» **What the task asks**: Copy each line in the data below that contains the word "black".

(Stored records)
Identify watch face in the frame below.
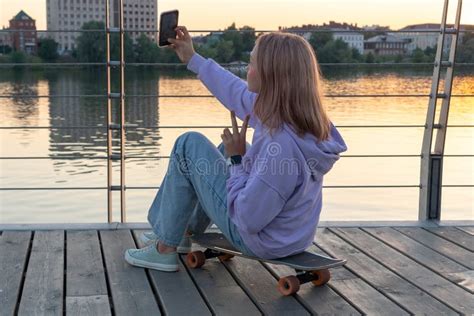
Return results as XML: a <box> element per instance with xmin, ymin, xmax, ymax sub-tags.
<box><xmin>231</xmin><ymin>155</ymin><xmax>242</xmax><ymax>164</ymax></box>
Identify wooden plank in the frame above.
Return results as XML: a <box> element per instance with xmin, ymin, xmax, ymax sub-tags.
<box><xmin>18</xmin><ymin>230</ymin><xmax>64</xmax><ymax>316</ymax></box>
<box><xmin>0</xmin><ymin>231</ymin><xmax>31</xmax><ymax>316</ymax></box>
<box><xmin>66</xmin><ymin>295</ymin><xmax>111</xmax><ymax>316</ymax></box>
<box><xmin>183</xmin><ymin>244</ymin><xmax>262</xmax><ymax>315</ymax></box>
<box><xmin>66</xmin><ymin>230</ymin><xmax>108</xmax><ymax>296</ymax></box>
<box><xmin>333</xmin><ymin>228</ymin><xmax>473</xmax><ymax>314</ymax></box>
<box><xmin>425</xmin><ymin>227</ymin><xmax>474</xmax><ymax>251</ymax></box>
<box><xmin>100</xmin><ymin>230</ymin><xmax>161</xmax><ymax>315</ymax></box>
<box><xmin>456</xmin><ymin>226</ymin><xmax>474</xmax><ymax>236</ymax></box>
<box><xmin>263</xmin><ymin>243</ymin><xmax>362</xmax><ymax>316</ymax></box>
<box><xmin>363</xmin><ymin>227</ymin><xmax>474</xmax><ymax>292</ymax></box>
<box><xmin>132</xmin><ymin>230</ymin><xmax>211</xmax><ymax>316</ymax></box>
<box><xmin>220</xmin><ymin>255</ymin><xmax>309</xmax><ymax>315</ymax></box>
<box><xmin>316</xmin><ymin>228</ymin><xmax>455</xmax><ymax>315</ymax></box>
<box><xmin>395</xmin><ymin>227</ymin><xmax>474</xmax><ymax>269</ymax></box>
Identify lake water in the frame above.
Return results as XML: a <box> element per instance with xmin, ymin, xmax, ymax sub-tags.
<box><xmin>0</xmin><ymin>66</ymin><xmax>473</xmax><ymax>224</ymax></box>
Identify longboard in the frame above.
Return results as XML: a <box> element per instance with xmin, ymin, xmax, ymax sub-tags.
<box><xmin>186</xmin><ymin>232</ymin><xmax>346</xmax><ymax>296</ymax></box>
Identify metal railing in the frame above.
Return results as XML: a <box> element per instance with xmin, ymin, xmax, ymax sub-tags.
<box><xmin>0</xmin><ymin>0</ymin><xmax>472</xmax><ymax>223</ymax></box>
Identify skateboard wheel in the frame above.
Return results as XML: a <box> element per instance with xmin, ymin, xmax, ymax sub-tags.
<box><xmin>311</xmin><ymin>269</ymin><xmax>330</xmax><ymax>286</ymax></box>
<box><xmin>277</xmin><ymin>276</ymin><xmax>300</xmax><ymax>296</ymax></box>
<box><xmin>218</xmin><ymin>254</ymin><xmax>234</xmax><ymax>262</ymax></box>
<box><xmin>186</xmin><ymin>251</ymin><xmax>206</xmax><ymax>268</ymax></box>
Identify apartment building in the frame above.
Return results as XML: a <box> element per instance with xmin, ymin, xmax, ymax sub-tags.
<box><xmin>46</xmin><ymin>0</ymin><xmax>157</xmax><ymax>53</ymax></box>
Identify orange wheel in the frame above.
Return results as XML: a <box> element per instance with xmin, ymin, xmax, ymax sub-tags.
<box><xmin>311</xmin><ymin>269</ymin><xmax>331</xmax><ymax>286</ymax></box>
<box><xmin>277</xmin><ymin>276</ymin><xmax>300</xmax><ymax>296</ymax></box>
<box><xmin>186</xmin><ymin>251</ymin><xmax>206</xmax><ymax>268</ymax></box>
<box><xmin>218</xmin><ymin>254</ymin><xmax>235</xmax><ymax>262</ymax></box>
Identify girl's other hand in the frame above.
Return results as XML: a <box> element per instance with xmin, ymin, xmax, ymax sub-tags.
<box><xmin>167</xmin><ymin>26</ymin><xmax>196</xmax><ymax>64</ymax></box>
<box><xmin>221</xmin><ymin>111</ymin><xmax>250</xmax><ymax>157</ymax></box>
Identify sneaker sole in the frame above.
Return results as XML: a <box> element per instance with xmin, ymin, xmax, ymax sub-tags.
<box><xmin>124</xmin><ymin>251</ymin><xmax>179</xmax><ymax>272</ymax></box>
<box><xmin>140</xmin><ymin>234</ymin><xmax>191</xmax><ymax>254</ymax></box>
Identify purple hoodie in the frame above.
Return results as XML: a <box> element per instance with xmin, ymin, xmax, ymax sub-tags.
<box><xmin>187</xmin><ymin>53</ymin><xmax>348</xmax><ymax>259</ymax></box>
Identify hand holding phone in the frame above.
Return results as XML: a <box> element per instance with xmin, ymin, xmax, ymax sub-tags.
<box><xmin>167</xmin><ymin>26</ymin><xmax>196</xmax><ymax>64</ymax></box>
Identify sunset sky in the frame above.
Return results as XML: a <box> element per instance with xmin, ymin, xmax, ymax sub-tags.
<box><xmin>1</xmin><ymin>0</ymin><xmax>473</xmax><ymax>31</ymax></box>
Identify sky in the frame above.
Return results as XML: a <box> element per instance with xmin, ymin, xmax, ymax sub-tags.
<box><xmin>1</xmin><ymin>0</ymin><xmax>473</xmax><ymax>31</ymax></box>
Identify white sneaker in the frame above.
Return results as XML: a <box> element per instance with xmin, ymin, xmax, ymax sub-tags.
<box><xmin>140</xmin><ymin>231</ymin><xmax>192</xmax><ymax>254</ymax></box>
<box><xmin>124</xmin><ymin>241</ymin><xmax>179</xmax><ymax>272</ymax></box>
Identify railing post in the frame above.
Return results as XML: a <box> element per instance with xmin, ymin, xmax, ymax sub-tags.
<box><xmin>419</xmin><ymin>0</ymin><xmax>462</xmax><ymax>220</ymax></box>
<box><xmin>105</xmin><ymin>0</ymin><xmax>127</xmax><ymax>223</ymax></box>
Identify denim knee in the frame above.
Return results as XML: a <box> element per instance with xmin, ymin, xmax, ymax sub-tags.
<box><xmin>174</xmin><ymin>131</ymin><xmax>209</xmax><ymax>154</ymax></box>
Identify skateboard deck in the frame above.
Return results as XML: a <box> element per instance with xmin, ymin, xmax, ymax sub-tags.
<box><xmin>190</xmin><ymin>232</ymin><xmax>346</xmax><ymax>270</ymax></box>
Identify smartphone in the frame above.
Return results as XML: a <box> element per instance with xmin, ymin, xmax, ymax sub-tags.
<box><xmin>159</xmin><ymin>10</ymin><xmax>179</xmax><ymax>47</ymax></box>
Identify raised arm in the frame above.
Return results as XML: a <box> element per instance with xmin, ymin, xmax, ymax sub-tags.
<box><xmin>187</xmin><ymin>53</ymin><xmax>258</xmax><ymax>127</ymax></box>
<box><xmin>167</xmin><ymin>26</ymin><xmax>258</xmax><ymax>127</ymax></box>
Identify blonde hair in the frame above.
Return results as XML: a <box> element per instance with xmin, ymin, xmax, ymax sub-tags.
<box><xmin>253</xmin><ymin>32</ymin><xmax>331</xmax><ymax>142</ymax></box>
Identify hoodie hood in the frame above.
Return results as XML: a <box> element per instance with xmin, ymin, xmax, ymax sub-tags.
<box><xmin>282</xmin><ymin>121</ymin><xmax>348</xmax><ymax>181</ymax></box>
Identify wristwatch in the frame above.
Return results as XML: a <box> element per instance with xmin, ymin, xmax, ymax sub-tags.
<box><xmin>226</xmin><ymin>154</ymin><xmax>242</xmax><ymax>166</ymax></box>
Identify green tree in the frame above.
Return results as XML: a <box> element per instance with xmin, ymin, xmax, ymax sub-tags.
<box><xmin>411</xmin><ymin>48</ymin><xmax>425</xmax><ymax>63</ymax></box>
<box><xmin>309</xmin><ymin>32</ymin><xmax>333</xmax><ymax>52</ymax></box>
<box><xmin>456</xmin><ymin>38</ymin><xmax>474</xmax><ymax>62</ymax></box>
<box><xmin>456</xmin><ymin>32</ymin><xmax>474</xmax><ymax>62</ymax></box>
<box><xmin>76</xmin><ymin>21</ymin><xmax>106</xmax><ymax>62</ymax></box>
<box><xmin>0</xmin><ymin>45</ymin><xmax>12</xmax><ymax>55</ymax></box>
<box><xmin>134</xmin><ymin>34</ymin><xmax>159</xmax><ymax>62</ymax></box>
<box><xmin>10</xmin><ymin>51</ymin><xmax>26</xmax><ymax>63</ymax></box>
<box><xmin>316</xmin><ymin>39</ymin><xmax>354</xmax><ymax>63</ymax></box>
<box><xmin>365</xmin><ymin>52</ymin><xmax>375</xmax><ymax>63</ymax></box>
<box><xmin>216</xmin><ymin>40</ymin><xmax>235</xmax><ymax>63</ymax></box>
<box><xmin>38</xmin><ymin>38</ymin><xmax>59</xmax><ymax>61</ymax></box>
<box><xmin>76</xmin><ymin>21</ymin><xmax>133</xmax><ymax>62</ymax></box>
<box><xmin>221</xmin><ymin>23</ymin><xmax>243</xmax><ymax>61</ymax></box>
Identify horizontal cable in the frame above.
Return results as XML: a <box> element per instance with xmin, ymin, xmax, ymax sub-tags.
<box><xmin>2</xmin><ymin>124</ymin><xmax>474</xmax><ymax>130</ymax></box>
<box><xmin>0</xmin><ymin>94</ymin><xmax>472</xmax><ymax>99</ymax></box>
<box><xmin>2</xmin><ymin>154</ymin><xmax>473</xmax><ymax>160</ymax></box>
<box><xmin>441</xmin><ymin>184</ymin><xmax>474</xmax><ymax>187</ymax></box>
<box><xmin>0</xmin><ymin>184</ymin><xmax>424</xmax><ymax>191</ymax></box>
<box><xmin>0</xmin><ymin>124</ymin><xmax>451</xmax><ymax>129</ymax></box>
<box><xmin>0</xmin><ymin>28</ymin><xmax>470</xmax><ymax>34</ymax></box>
<box><xmin>0</xmin><ymin>124</ymin><xmax>458</xmax><ymax>129</ymax></box>
<box><xmin>1</xmin><ymin>63</ymin><xmax>473</xmax><ymax>68</ymax></box>
<box><xmin>0</xmin><ymin>124</ymin><xmax>471</xmax><ymax>129</ymax></box>
<box><xmin>0</xmin><ymin>154</ymin><xmax>421</xmax><ymax>160</ymax></box>
<box><xmin>3</xmin><ymin>184</ymin><xmax>473</xmax><ymax>191</ymax></box>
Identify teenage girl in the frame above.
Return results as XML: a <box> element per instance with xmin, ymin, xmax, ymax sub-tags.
<box><xmin>125</xmin><ymin>26</ymin><xmax>347</xmax><ymax>272</ymax></box>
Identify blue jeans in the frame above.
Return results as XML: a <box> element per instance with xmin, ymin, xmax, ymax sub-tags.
<box><xmin>147</xmin><ymin>131</ymin><xmax>256</xmax><ymax>257</ymax></box>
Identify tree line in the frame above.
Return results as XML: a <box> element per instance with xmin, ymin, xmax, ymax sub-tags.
<box><xmin>0</xmin><ymin>21</ymin><xmax>473</xmax><ymax>64</ymax></box>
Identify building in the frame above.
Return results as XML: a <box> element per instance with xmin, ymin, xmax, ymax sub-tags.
<box><xmin>8</xmin><ymin>10</ymin><xmax>37</xmax><ymax>54</ymax></box>
<box><xmin>332</xmin><ymin>30</ymin><xmax>364</xmax><ymax>54</ymax></box>
<box><xmin>364</xmin><ymin>34</ymin><xmax>409</xmax><ymax>56</ymax></box>
<box><xmin>0</xmin><ymin>27</ymin><xmax>12</xmax><ymax>54</ymax></box>
<box><xmin>46</xmin><ymin>0</ymin><xmax>157</xmax><ymax>53</ymax></box>
<box><xmin>281</xmin><ymin>23</ymin><xmax>364</xmax><ymax>54</ymax></box>
<box><xmin>390</xmin><ymin>23</ymin><xmax>473</xmax><ymax>54</ymax></box>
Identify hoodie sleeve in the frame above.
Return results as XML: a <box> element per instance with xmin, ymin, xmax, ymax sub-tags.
<box><xmin>226</xmin><ymin>141</ymin><xmax>299</xmax><ymax>234</ymax></box>
<box><xmin>187</xmin><ymin>52</ymin><xmax>258</xmax><ymax>127</ymax></box>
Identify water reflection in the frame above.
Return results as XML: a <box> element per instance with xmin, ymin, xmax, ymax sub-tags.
<box><xmin>0</xmin><ymin>66</ymin><xmax>472</xmax><ymax>223</ymax></box>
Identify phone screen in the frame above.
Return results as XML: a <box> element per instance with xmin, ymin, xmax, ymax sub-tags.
<box><xmin>159</xmin><ymin>10</ymin><xmax>179</xmax><ymax>46</ymax></box>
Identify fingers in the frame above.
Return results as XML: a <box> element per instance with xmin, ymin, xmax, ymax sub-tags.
<box><xmin>230</xmin><ymin>111</ymin><xmax>239</xmax><ymax>135</ymax></box>
<box><xmin>223</xmin><ymin>128</ymin><xmax>232</xmax><ymax>139</ymax></box>
<box><xmin>241</xmin><ymin>114</ymin><xmax>250</xmax><ymax>136</ymax></box>
<box><xmin>175</xmin><ymin>26</ymin><xmax>191</xmax><ymax>40</ymax></box>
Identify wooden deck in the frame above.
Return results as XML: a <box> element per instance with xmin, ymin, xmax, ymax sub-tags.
<box><xmin>1</xmin><ymin>226</ymin><xmax>473</xmax><ymax>315</ymax></box>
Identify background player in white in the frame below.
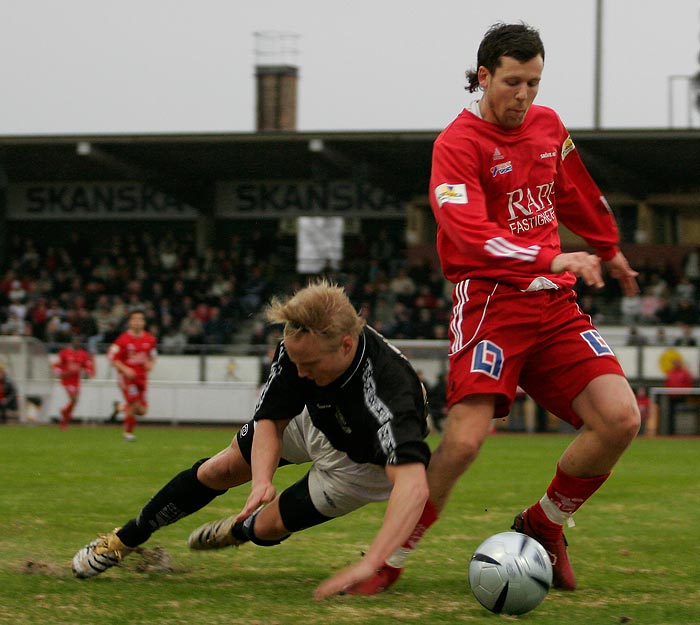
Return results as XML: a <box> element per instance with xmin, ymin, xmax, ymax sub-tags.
<box><xmin>360</xmin><ymin>22</ymin><xmax>641</xmax><ymax>593</ymax></box>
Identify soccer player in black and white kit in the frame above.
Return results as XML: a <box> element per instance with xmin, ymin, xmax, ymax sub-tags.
<box><xmin>72</xmin><ymin>280</ymin><xmax>434</xmax><ymax>599</ymax></box>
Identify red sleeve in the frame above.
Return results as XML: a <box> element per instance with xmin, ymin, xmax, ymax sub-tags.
<box><xmin>83</xmin><ymin>351</ymin><xmax>95</xmax><ymax>376</ymax></box>
<box><xmin>554</xmin><ymin>133</ymin><xmax>620</xmax><ymax>261</ymax></box>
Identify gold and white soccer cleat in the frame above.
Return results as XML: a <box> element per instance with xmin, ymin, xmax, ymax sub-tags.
<box><xmin>187</xmin><ymin>515</ymin><xmax>244</xmax><ymax>550</ymax></box>
<box><xmin>72</xmin><ymin>529</ymin><xmax>134</xmax><ymax>578</ymax></box>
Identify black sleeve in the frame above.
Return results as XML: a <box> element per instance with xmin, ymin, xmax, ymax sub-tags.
<box><xmin>253</xmin><ymin>342</ymin><xmax>306</xmax><ymax>422</ymax></box>
<box><xmin>371</xmin><ymin>359</ymin><xmax>431</xmax><ymax>468</ymax></box>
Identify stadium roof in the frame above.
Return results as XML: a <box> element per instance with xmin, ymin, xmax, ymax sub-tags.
<box><xmin>0</xmin><ymin>128</ymin><xmax>699</xmax><ymax>209</ymax></box>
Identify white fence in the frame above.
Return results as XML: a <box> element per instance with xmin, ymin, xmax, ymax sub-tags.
<box><xmin>2</xmin><ymin>334</ymin><xmax>699</xmax><ymax>426</ymax></box>
<box><xmin>647</xmin><ymin>387</ymin><xmax>700</xmax><ymax>436</ymax></box>
<box><xmin>41</xmin><ymin>379</ymin><xmax>260</xmax><ymax>425</ymax></box>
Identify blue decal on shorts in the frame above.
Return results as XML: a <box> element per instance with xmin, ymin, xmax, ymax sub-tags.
<box><xmin>580</xmin><ymin>330</ymin><xmax>614</xmax><ymax>356</ymax></box>
<box><xmin>471</xmin><ymin>340</ymin><xmax>504</xmax><ymax>379</ymax></box>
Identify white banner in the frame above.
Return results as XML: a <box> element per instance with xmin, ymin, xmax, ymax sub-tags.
<box><xmin>7</xmin><ymin>182</ymin><xmax>198</xmax><ymax>220</ymax></box>
<box><xmin>297</xmin><ymin>216</ymin><xmax>344</xmax><ymax>273</ymax></box>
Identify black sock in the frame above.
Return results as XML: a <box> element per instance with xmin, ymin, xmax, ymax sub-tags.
<box><xmin>117</xmin><ymin>458</ymin><xmax>226</xmax><ymax>547</ymax></box>
<box><xmin>231</xmin><ymin>520</ymin><xmax>249</xmax><ymax>544</ymax></box>
<box><xmin>231</xmin><ymin>510</ymin><xmax>289</xmax><ymax>547</ymax></box>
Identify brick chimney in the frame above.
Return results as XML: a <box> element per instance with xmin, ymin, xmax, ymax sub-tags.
<box><xmin>254</xmin><ymin>32</ymin><xmax>299</xmax><ymax>131</ymax></box>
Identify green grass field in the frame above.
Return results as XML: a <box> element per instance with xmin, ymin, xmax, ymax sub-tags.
<box><xmin>1</xmin><ymin>424</ymin><xmax>698</xmax><ymax>625</ymax></box>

» **Answer box**:
Identify soccer player in black and white kit in the frame above.
Identify black sleeve in the frame above.
Identify black sock in the frame above.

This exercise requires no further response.